Set down the entries below verbatim, covering the stretch from their start through the line containing "196L369 194L367 174L367", with that line included. Omit the pictures from your answer.

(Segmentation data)
####
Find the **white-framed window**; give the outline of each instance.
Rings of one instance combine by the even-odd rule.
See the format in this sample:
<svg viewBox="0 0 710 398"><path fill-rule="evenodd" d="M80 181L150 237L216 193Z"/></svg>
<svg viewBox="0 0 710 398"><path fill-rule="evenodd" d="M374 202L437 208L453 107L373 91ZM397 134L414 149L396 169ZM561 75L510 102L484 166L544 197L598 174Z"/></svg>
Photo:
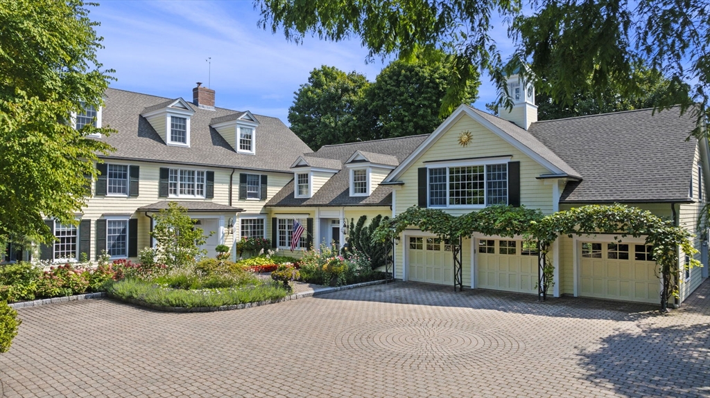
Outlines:
<svg viewBox="0 0 710 398"><path fill-rule="evenodd" d="M106 165L106 194L125 196L129 194L129 166L125 164Z"/></svg>
<svg viewBox="0 0 710 398"><path fill-rule="evenodd" d="M128 257L128 220L106 220L106 252L111 258Z"/></svg>
<svg viewBox="0 0 710 398"><path fill-rule="evenodd" d="M366 196L369 194L367 174L367 169L350 170L350 179L352 183L350 192L352 196Z"/></svg>
<svg viewBox="0 0 710 398"><path fill-rule="evenodd" d="M168 178L168 195L175 198L204 198L204 171L170 169Z"/></svg>
<svg viewBox="0 0 710 398"><path fill-rule="evenodd" d="M310 174L296 174L296 198L310 196Z"/></svg>
<svg viewBox="0 0 710 398"><path fill-rule="evenodd" d="M306 220L305 219L297 219L298 222L303 226L303 228L306 227ZM279 249L290 249L291 248L291 234L293 232L293 218L279 218L278 223L278 246ZM301 234L300 239L298 239L298 246L296 249L307 249L307 231L304 231L303 234Z"/></svg>
<svg viewBox="0 0 710 398"><path fill-rule="evenodd" d="M246 198L261 199L261 176L258 174L246 175Z"/></svg>
<svg viewBox="0 0 710 398"><path fill-rule="evenodd" d="M54 261L67 261L77 258L78 229L71 224L65 225L55 222Z"/></svg>
<svg viewBox="0 0 710 398"><path fill-rule="evenodd" d="M239 143L238 152L254 153L254 129L250 127L237 126Z"/></svg>
<svg viewBox="0 0 710 398"><path fill-rule="evenodd" d="M429 206L484 207L508 204L508 164L431 168Z"/></svg>
<svg viewBox="0 0 710 398"><path fill-rule="evenodd" d="M239 220L239 231L243 238L264 237L266 219L262 217L241 218ZM290 242L289 242L290 244Z"/></svg>
<svg viewBox="0 0 710 398"><path fill-rule="evenodd" d="M170 116L171 144L187 144L187 118L181 116Z"/></svg>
####
Correct result:
Find the **white-framed window**; give the outline of each instance.
Rings of one instance combine by the even-odd rule.
See the format in this sample:
<svg viewBox="0 0 710 398"><path fill-rule="evenodd" d="M80 181L150 237L216 193Z"/></svg>
<svg viewBox="0 0 710 398"><path fill-rule="evenodd" d="M374 202L437 208L453 107L373 91ZM397 134L414 149L396 169ZM561 75L510 102L484 166L544 197L598 174Z"/></svg>
Photo:
Outlines:
<svg viewBox="0 0 710 398"><path fill-rule="evenodd" d="M106 165L106 194L125 196L129 194L129 166L125 164Z"/></svg>
<svg viewBox="0 0 710 398"><path fill-rule="evenodd" d="M128 257L128 220L106 220L106 252L111 258Z"/></svg>
<svg viewBox="0 0 710 398"><path fill-rule="evenodd" d="M366 196L369 194L367 174L367 169L350 170L350 179L352 183L350 192L352 196Z"/></svg>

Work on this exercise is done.